> _ACTION ITEM_:
Output the data in full. Keep every word exact and exclude the pictures.

> _Records excerpted from a collection_:
--- START ---

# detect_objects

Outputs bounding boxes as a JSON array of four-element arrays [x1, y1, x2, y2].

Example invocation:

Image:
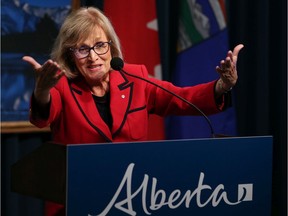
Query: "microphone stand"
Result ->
[[114, 65, 216, 138]]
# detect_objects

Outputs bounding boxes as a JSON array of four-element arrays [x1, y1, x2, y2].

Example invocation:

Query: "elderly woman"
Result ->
[[23, 6, 243, 216]]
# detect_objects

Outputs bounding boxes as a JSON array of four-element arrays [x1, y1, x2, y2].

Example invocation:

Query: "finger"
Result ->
[[216, 63, 228, 75], [56, 70, 65, 80], [232, 44, 244, 57], [227, 50, 233, 60], [220, 60, 228, 70], [22, 56, 42, 70], [41, 60, 64, 79], [224, 57, 232, 68], [42, 60, 58, 72], [215, 66, 223, 74]]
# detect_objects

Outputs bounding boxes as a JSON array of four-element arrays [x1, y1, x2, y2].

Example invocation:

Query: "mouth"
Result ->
[[87, 64, 102, 71]]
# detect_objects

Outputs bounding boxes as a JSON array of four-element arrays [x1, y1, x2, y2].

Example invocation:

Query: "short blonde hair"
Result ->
[[51, 7, 122, 79]]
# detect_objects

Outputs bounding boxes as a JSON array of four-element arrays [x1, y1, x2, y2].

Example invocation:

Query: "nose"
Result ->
[[88, 49, 99, 60]]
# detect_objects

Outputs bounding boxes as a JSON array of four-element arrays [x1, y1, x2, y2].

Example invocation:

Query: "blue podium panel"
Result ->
[[66, 136, 272, 216]]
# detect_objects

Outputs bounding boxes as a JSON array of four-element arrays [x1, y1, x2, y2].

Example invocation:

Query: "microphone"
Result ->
[[110, 57, 216, 138]]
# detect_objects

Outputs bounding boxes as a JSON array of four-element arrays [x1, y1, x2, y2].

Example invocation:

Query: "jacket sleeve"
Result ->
[[138, 67, 232, 116], [29, 79, 64, 128]]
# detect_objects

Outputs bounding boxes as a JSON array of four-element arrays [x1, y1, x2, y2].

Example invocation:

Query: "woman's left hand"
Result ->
[[216, 44, 244, 92]]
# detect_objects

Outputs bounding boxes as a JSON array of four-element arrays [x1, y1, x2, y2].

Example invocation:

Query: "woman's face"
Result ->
[[73, 26, 112, 86]]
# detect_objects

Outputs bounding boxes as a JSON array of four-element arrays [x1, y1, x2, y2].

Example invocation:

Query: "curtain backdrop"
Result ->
[[226, 1, 287, 215], [1, 0, 286, 215]]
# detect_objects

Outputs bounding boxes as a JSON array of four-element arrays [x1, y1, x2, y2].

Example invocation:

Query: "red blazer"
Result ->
[[30, 63, 223, 145]]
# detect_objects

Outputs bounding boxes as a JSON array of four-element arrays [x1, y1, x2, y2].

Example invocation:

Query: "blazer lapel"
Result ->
[[69, 77, 112, 141], [109, 70, 133, 138]]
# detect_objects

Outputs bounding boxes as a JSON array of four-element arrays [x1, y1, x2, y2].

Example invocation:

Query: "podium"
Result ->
[[11, 136, 273, 216]]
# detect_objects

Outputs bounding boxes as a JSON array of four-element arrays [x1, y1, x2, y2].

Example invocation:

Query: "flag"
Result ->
[[167, 0, 237, 139], [104, 0, 165, 140]]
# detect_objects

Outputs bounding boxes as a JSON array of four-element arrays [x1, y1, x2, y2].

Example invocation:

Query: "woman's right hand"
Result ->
[[22, 56, 64, 105]]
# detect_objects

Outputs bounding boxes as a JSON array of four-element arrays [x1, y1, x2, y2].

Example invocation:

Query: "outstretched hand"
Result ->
[[215, 44, 244, 91], [22, 56, 64, 104]]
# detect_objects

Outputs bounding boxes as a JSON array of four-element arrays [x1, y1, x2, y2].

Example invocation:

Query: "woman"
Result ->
[[23, 6, 243, 216]]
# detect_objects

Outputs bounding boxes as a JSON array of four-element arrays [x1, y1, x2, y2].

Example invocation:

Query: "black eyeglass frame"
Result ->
[[70, 40, 112, 59]]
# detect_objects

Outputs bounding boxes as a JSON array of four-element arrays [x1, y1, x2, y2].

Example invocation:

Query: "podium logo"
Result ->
[[238, 184, 253, 201], [89, 163, 254, 216]]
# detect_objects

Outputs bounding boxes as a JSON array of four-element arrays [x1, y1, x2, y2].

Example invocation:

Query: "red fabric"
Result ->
[[30, 64, 220, 145], [104, 0, 165, 140], [45, 201, 64, 216]]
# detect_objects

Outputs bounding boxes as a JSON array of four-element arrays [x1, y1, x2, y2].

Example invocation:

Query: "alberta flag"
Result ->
[[167, 0, 238, 139]]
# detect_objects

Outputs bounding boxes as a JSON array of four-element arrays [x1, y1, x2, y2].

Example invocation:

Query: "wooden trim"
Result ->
[[1, 121, 50, 134], [71, 0, 81, 11]]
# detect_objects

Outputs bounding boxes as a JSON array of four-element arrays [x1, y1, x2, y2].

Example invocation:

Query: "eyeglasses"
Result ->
[[70, 40, 112, 59]]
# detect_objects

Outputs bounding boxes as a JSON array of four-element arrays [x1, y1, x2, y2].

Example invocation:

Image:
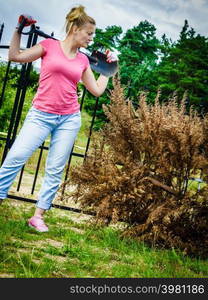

--- END ---

> _WORKED SOLUTION_:
# detect_objects

Outputs bounding boxes as a JSON array of four-element arrays [x1, y1, x2, y2].

Example invocation:

Image:
Query: "microphone stand"
Result ->
[[114, 65, 216, 138]]
# detect_objects

Outputs bounding boxes as a JSON array of four-element arrays [x1, y1, x2, y2].

Example invocation:

Query: "elderly woman"
Result ->
[[23, 6, 243, 216]]
# detect_objects

Outputs bounding boxes as a JSON array of four-element arrays [x1, y1, x2, y2].

Example invocation:

Query: "finger"
Result ->
[[216, 63, 228, 75], [56, 70, 65, 80], [232, 44, 244, 57], [227, 50, 233, 60], [220, 60, 228, 70], [22, 56, 42, 70], [41, 60, 64, 79], [224, 57, 232, 68], [42, 60, 58, 72], [215, 66, 223, 74]]
# detect_objects

Outputs bounding boxes as a JSON array of four-element arrays [x1, y1, x2, y2].

Example invocation:

Query: "mouth"
Result ->
[[87, 64, 102, 71]]
# detect_objects

Outputs bounding boxes as a JSON array of four-element arrays [x1, y1, x2, y2].

Example invocation:

Query: "short blonde hair"
Result ->
[[51, 7, 122, 79]]
# detect_objects

Outputs bounding boxes as a JSON array of four-element arrays [x1, y1, x2, y2].

Example invocation:

Query: "nose"
Result ->
[[88, 49, 99, 60]]
# detect_objects

Outputs bounding boxes as a JSON array of four-element arrays [x1, y1, x2, y2].

Example invocation:

Query: "blue podium panel"
Result ->
[[66, 136, 272, 216]]
# detect_objects

Outputs bounding boxes as a JSON array of four-element arrays [x1, y1, x2, y2].

Example invocation:

Query: "microphone"
Result ->
[[110, 57, 216, 138]]
# detect_objects

Outputs bounding boxes as a JSON array of four-element arrays [x1, y1, x2, y2].

Example invocation:

Query: "jacket sleeve"
Result ->
[[138, 67, 232, 116], [29, 79, 64, 128]]
# detect_objects

Outputs bounding boxes as a JSON array of four-element arrays [x1, y1, x2, y2].

Example invocation:

Query: "woman's left hand"
Result ->
[[216, 44, 244, 92]]
# detect_objects

Outputs bounding boxes as a JSON array of four-element arrays [x1, y1, x2, y2].

Example invocation:

Query: "woman's face"
Result ->
[[73, 26, 112, 86]]
# detect_objects

Outputs bounding boxes as a JSON array of four-element arrays [x1, y1, x2, y2].

Example invocation:

Query: "curtain backdrop"
Result ->
[[226, 1, 287, 215], [1, 0, 286, 215]]
# detect_objects

Outputs bounding boxes as a JSON array of four-element arrays [x1, y1, x2, y2].

Example invocation:

Query: "red blazer"
Result ->
[[30, 63, 223, 145]]
# detect_objects

Outputs bounding boxes as a JSON array of four-element arrays [x1, y1, x2, y2].

Example invocation:

Query: "blazer lapel"
Result ->
[[69, 77, 112, 141], [109, 70, 133, 138]]
# detect_objects

Outputs bounding boxes as a JSON array of four-element arrays [x1, y1, x2, y2].

Example invocation:

Query: "podium"
Result ->
[[11, 136, 273, 216]]
# detect_objects

Outputs bounding boxes as a JSON array of four-element arrays [x1, y1, x2, y2].

Example invocation:

Query: "flag"
Result ->
[[167, 0, 237, 139], [104, 0, 165, 140]]
# detect_objects

Outputs bounding boxes as a JSON array of four-element arrays [x1, y1, x2, y2].

Example invocation:

Query: "woman's right hand"
Result ->
[[22, 56, 64, 105]]
# detect_objects

Outputs bounding boxes as a JSON array of four-element arrays [x1, y1, x2, y2].

Example invocation:

Query: "outstretched hand"
Result ->
[[215, 44, 244, 91], [22, 56, 64, 104]]
# detect_objects

Outputs bounding boxes as a JSON array of four-element arrays [x1, y1, x2, y2].

Example invocation:

Query: "woman"
Result ->
[[23, 6, 243, 216]]
# detect_objects

Outputs bounding boxes as a JSON array of four-element arrays [x1, y1, x2, y2].

Example invocation:

Query: "black eyeglass frame"
Result ->
[[70, 40, 112, 59]]
# detect_objects

Outputs bounding boxes as a JSON array of four-element arrays [x1, y1, x2, y2].

Example invocation:

Query: "podium logo"
Result ->
[[238, 184, 253, 201], [89, 163, 254, 216]]
# detect_objects

Outputs bounding boxes as a JSON array of four-element arrays [x1, y1, x2, y2].

Example invocation:

Query: "red fabric"
Result ->
[[30, 64, 220, 145], [104, 0, 165, 140], [45, 201, 64, 216]]
# detect_objects

Outputs bounding boxes as a JSON array of four-element arrays [x1, y1, x2, y2].

Example invocation:

Query: "alberta flag"
Result ->
[[167, 0, 238, 139]]
# detect_objects

Outputs bounding boxes as a JSON array of four-element arrays [x1, y1, x2, y2].

Example invocation:

Query: "wooden trim"
Result ->
[[1, 121, 50, 134], [71, 0, 81, 11]]
# detect_objects

Outputs bounding boxes as a JSON array of four-element arrays [x1, y1, x2, y2].

Example invocation:

Query: "eyeglasses"
Result ->
[[70, 40, 112, 59]]
# detect_objects

Outputs bounding boxes as a JSON array of four-element arrays [x1, y1, x2, y2].

Example invocation:

Image:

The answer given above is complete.